### GIVEN EXERCISE
Rewrite the part of the data that opens with the line containing "Target: wall mounted sign" and closes at the end of the data, changing "one dot per instance" to "one marker per instance" and leaving everything else as is.

■ ■ ■

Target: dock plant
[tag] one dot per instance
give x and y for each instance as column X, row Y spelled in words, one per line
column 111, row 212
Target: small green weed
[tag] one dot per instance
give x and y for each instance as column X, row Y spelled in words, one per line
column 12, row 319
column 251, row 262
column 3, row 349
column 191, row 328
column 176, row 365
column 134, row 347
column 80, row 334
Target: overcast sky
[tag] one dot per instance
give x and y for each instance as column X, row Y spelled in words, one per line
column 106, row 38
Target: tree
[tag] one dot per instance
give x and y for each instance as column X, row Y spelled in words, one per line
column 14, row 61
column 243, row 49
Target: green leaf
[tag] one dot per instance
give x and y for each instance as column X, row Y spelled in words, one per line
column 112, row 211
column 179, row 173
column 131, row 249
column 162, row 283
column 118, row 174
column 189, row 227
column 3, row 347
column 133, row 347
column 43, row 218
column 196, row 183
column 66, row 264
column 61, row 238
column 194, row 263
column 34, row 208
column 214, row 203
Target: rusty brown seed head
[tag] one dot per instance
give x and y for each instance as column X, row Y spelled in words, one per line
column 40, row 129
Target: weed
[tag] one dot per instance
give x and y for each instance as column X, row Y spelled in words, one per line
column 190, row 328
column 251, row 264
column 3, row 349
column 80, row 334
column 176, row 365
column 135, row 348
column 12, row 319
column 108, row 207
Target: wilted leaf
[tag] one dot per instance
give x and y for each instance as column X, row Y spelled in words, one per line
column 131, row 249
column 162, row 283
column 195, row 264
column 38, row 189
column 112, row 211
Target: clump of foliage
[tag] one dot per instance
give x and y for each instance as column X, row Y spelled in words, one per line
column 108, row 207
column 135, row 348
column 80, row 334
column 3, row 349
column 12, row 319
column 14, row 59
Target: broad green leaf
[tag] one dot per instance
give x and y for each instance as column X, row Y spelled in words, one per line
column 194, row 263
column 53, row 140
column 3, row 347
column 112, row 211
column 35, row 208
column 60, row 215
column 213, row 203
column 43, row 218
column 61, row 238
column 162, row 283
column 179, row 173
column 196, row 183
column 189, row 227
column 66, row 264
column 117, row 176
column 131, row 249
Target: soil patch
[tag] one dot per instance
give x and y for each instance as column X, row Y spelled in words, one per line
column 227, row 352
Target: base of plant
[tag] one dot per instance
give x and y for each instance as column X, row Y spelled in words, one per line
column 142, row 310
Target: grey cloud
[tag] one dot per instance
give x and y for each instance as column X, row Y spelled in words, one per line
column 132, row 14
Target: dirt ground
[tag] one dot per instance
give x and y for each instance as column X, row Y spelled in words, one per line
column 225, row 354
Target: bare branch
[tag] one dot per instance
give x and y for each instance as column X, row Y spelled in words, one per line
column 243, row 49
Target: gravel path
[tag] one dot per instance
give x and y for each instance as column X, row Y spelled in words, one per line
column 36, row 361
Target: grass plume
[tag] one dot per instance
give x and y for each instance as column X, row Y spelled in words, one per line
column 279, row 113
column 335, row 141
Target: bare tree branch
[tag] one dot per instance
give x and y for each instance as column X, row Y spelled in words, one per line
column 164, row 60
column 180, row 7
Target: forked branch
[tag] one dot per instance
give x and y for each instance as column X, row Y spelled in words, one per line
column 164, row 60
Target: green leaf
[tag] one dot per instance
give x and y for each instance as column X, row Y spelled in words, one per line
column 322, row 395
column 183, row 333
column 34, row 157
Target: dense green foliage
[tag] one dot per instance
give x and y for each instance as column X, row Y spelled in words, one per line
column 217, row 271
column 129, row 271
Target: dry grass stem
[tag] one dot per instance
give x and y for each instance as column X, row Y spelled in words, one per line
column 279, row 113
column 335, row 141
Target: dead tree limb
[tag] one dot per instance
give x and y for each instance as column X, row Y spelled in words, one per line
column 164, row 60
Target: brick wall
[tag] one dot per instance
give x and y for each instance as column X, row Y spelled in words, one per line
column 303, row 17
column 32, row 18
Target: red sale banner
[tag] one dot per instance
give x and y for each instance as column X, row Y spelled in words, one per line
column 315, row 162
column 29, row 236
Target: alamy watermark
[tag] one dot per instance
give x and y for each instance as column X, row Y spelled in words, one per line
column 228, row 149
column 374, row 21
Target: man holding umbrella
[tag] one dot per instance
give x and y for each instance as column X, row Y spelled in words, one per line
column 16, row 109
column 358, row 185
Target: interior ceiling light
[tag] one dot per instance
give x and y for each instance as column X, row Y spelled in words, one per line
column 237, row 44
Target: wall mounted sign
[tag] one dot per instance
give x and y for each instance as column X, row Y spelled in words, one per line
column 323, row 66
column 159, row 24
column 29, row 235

■ ■ ■

### FINAL RESULT
Target: wall mounted sign
[tag] one marker per instance
give x and y for each instance as column X, row Y spelled in words, one per line
column 323, row 66
column 159, row 24
column 29, row 235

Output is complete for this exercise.